___ SOURCE MATERIAL
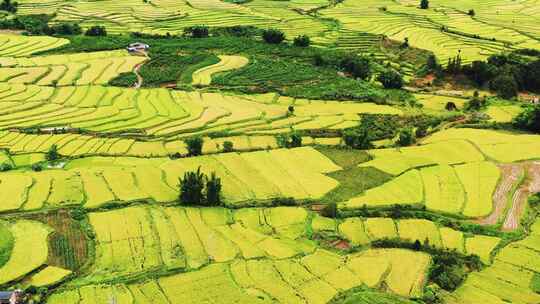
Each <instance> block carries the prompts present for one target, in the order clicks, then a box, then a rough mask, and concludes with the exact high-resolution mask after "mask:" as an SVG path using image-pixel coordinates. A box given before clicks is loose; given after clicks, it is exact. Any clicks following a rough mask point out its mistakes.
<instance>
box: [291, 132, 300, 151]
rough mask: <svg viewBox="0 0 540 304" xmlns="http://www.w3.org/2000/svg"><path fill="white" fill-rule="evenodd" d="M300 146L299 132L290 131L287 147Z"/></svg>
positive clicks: (291, 147) (299, 138) (299, 135)
mask: <svg viewBox="0 0 540 304" xmlns="http://www.w3.org/2000/svg"><path fill="white" fill-rule="evenodd" d="M301 146H302V136H301V135H300V134H299V133H296V132H294V133H292V134H291V136H290V141H289V146H288V148H296V147H301Z"/></svg>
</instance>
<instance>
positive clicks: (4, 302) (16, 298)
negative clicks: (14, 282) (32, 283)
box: [0, 289, 23, 304]
mask: <svg viewBox="0 0 540 304" xmlns="http://www.w3.org/2000/svg"><path fill="white" fill-rule="evenodd" d="M22 301H23V292H22V290H20V289H17V290H14V291H0V304H22Z"/></svg>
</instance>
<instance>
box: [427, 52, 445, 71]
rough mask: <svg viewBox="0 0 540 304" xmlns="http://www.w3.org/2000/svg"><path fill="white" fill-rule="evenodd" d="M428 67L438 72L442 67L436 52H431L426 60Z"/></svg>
mask: <svg viewBox="0 0 540 304" xmlns="http://www.w3.org/2000/svg"><path fill="white" fill-rule="evenodd" d="M426 68H427V69H428V71H431V72H437V71H439V70H440V69H441V65H440V64H439V62H438V61H437V56H435V54H429V56H428V58H427V61H426Z"/></svg>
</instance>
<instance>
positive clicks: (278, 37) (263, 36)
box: [262, 29, 285, 44]
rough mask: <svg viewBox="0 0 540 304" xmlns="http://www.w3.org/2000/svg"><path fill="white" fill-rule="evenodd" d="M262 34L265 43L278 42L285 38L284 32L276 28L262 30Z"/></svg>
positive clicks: (279, 41) (273, 43) (284, 38)
mask: <svg viewBox="0 0 540 304" xmlns="http://www.w3.org/2000/svg"><path fill="white" fill-rule="evenodd" d="M262 36H263V39H264V41H265V42H266V43H271V44H279V43H281V42H283V40H285V34H284V33H283V32H282V31H280V30H277V29H267V30H264V31H263V35H262Z"/></svg>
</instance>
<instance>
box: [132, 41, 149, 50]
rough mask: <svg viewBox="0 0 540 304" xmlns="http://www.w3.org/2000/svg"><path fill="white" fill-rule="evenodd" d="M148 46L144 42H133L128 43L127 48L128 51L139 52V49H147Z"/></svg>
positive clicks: (147, 49)
mask: <svg viewBox="0 0 540 304" xmlns="http://www.w3.org/2000/svg"><path fill="white" fill-rule="evenodd" d="M149 48H150V46H149V45H148V44H146V43H142V42H134V43H130V44H129V45H128V47H127V50H128V52H141V51H147V50H148V49H149Z"/></svg>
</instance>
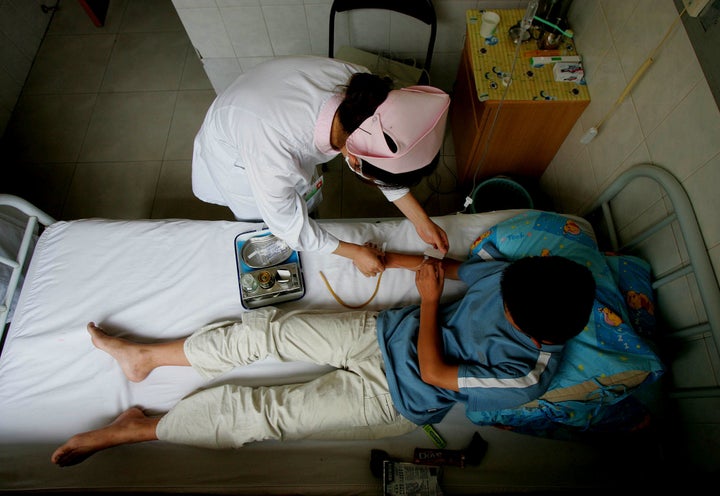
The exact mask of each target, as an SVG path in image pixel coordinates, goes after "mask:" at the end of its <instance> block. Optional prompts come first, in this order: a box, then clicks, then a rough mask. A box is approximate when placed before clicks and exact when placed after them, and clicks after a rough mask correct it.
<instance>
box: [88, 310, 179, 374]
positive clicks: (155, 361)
mask: <svg viewBox="0 0 720 496" xmlns="http://www.w3.org/2000/svg"><path fill="white" fill-rule="evenodd" d="M87 329H88V332H89V333H90V336H91V337H92V342H93V344H94V345H95V347H96V348H98V349H100V350H102V351H104V352H106V353H108V354H109V355H110V356H112V357H113V358H114V359H115V360H116V361H117V362H118V364H119V365H120V368H121V369H122V371H123V372H124V373H125V376H127V378H128V379H129V380H130V381H132V382H140V381H142V380H143V379H145V378H146V377H147V376H148V374H150V372H152V371H153V369H155V368H156V367H161V366H164V365H179V366H190V362H188V360H187V358H186V357H185V352H184V350H183V345H184V343H185V339H179V340H176V341H169V342H167V343H153V344H144V343H135V342H133V341H128V340H127V339H123V338H118V337H115V336H110V335H108V334H106V333H105V331H103V330H102V329H101V328H100V327H98V326H96V325H95V323H94V322H90V323H89V324H88V325H87Z"/></svg>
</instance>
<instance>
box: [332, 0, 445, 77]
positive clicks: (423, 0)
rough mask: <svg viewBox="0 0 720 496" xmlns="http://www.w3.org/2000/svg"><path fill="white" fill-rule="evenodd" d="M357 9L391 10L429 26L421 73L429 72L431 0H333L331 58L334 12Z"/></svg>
mask: <svg viewBox="0 0 720 496" xmlns="http://www.w3.org/2000/svg"><path fill="white" fill-rule="evenodd" d="M358 9H380V10H392V11H394V12H399V13H401V14H405V15H407V16H410V17H413V18H415V19H417V20H419V21H422V22H424V23H425V24H427V25H428V26H430V38H429V40H428V46H427V53H426V55H425V63H424V64H423V70H424V71H423V73H424V74H425V75H426V76H427V74H429V72H430V65H431V63H432V55H433V51H434V49H435V37H436V35H437V16H436V14H435V7H434V6H433V3H432V0H334V1H333V4H332V6H331V7H330V39H329V42H328V56H329V57H331V58H332V57H333V56H334V53H335V14H336V13H337V12H348V11H350V10H358Z"/></svg>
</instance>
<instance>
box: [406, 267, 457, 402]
mask: <svg viewBox="0 0 720 496" xmlns="http://www.w3.org/2000/svg"><path fill="white" fill-rule="evenodd" d="M415 285H416V286H417V288H418V292H419V293H420V301H421V303H420V330H419V332H418V362H419V366H420V377H421V378H422V380H423V381H424V382H426V383H428V384H431V385H433V386H437V387H441V388H445V389H451V390H453V391H458V390H459V387H458V379H457V378H458V370H459V367H458V366H457V365H453V364H449V363H446V362H445V357H444V356H443V342H442V336H441V334H440V327H439V325H438V318H439V314H440V296H441V295H442V290H443V285H444V270H443V267H442V264H440V263H439V262H432V263H426V264H423V265H422V267H421V268H420V269H419V270H418V271H417V273H416V275H415Z"/></svg>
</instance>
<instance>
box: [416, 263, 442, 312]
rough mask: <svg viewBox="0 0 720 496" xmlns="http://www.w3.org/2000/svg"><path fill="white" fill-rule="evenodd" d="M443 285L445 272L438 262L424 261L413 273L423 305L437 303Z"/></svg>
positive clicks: (438, 298) (441, 290)
mask: <svg viewBox="0 0 720 496" xmlns="http://www.w3.org/2000/svg"><path fill="white" fill-rule="evenodd" d="M444 283H445V271H444V270H443V266H442V263H441V262H440V261H439V260H434V259H428V260H426V261H425V262H424V263H423V264H422V266H421V267H420V268H419V269H418V270H417V272H416V273H415V286H417V288H418V293H420V299H421V300H422V302H423V303H437V302H439V301H440V296H442V291H443V286H444Z"/></svg>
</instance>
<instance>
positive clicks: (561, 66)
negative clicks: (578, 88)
mask: <svg viewBox="0 0 720 496" xmlns="http://www.w3.org/2000/svg"><path fill="white" fill-rule="evenodd" d="M553 75H554V76H555V81H569V82H573V83H579V82H580V81H582V78H583V77H585V71H583V68H582V63H580V62H556V63H555V66H554V67H553Z"/></svg>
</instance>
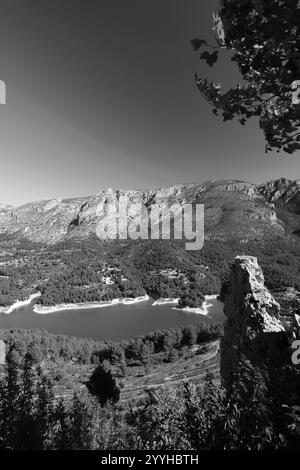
______
AIM OF THE EXERCISE:
Beginning at the line with "box: [291, 132, 300, 151]" and stopping after the line with "34L265 43L278 42L285", please write out every line of the data above exactly and nothing else.

EXPECTED ANSWER:
box: [291, 132, 300, 151]
rough mask: <svg viewBox="0 0 540 304" xmlns="http://www.w3.org/2000/svg"><path fill="white" fill-rule="evenodd" d="M300 146L299 132L290 131L287 147Z"/></svg>
positive clicks: (291, 147) (299, 138) (299, 135)
mask: <svg viewBox="0 0 540 304" xmlns="http://www.w3.org/2000/svg"><path fill="white" fill-rule="evenodd" d="M301 146H302V136H301V135H300V134H299V133H296V132H294V133H292V134H291V136H290V141H289V146H288V148H296V147H301Z"/></svg>
</instance>
<instance>
positive clicks: (4, 302) (16, 298)
negative clicks: (14, 282) (32, 283)
box: [0, 289, 23, 304]
mask: <svg viewBox="0 0 540 304" xmlns="http://www.w3.org/2000/svg"><path fill="white" fill-rule="evenodd" d="M22 301H23V292H22V290H20V289H17V290H14V291H0V304H22Z"/></svg>
</instance>
<instance>
box: [427, 52, 445, 71]
rough mask: <svg viewBox="0 0 540 304" xmlns="http://www.w3.org/2000/svg"><path fill="white" fill-rule="evenodd" d="M428 67L438 72L442 67L436 52H431L426 60Z"/></svg>
mask: <svg viewBox="0 0 540 304" xmlns="http://www.w3.org/2000/svg"><path fill="white" fill-rule="evenodd" d="M426 68H427V69H428V71H431V72H437V71H439V70H440V69H441V65H440V64H439V62H438V61H437V56H435V54H429V56H428V58H427V61H426Z"/></svg>
</instance>
<instance>
positive clicks: (278, 37) (263, 36)
box: [262, 29, 285, 44]
rough mask: <svg viewBox="0 0 540 304" xmlns="http://www.w3.org/2000/svg"><path fill="white" fill-rule="evenodd" d="M262 34L265 43L278 42L285 38L284 32L276 28L262 30Z"/></svg>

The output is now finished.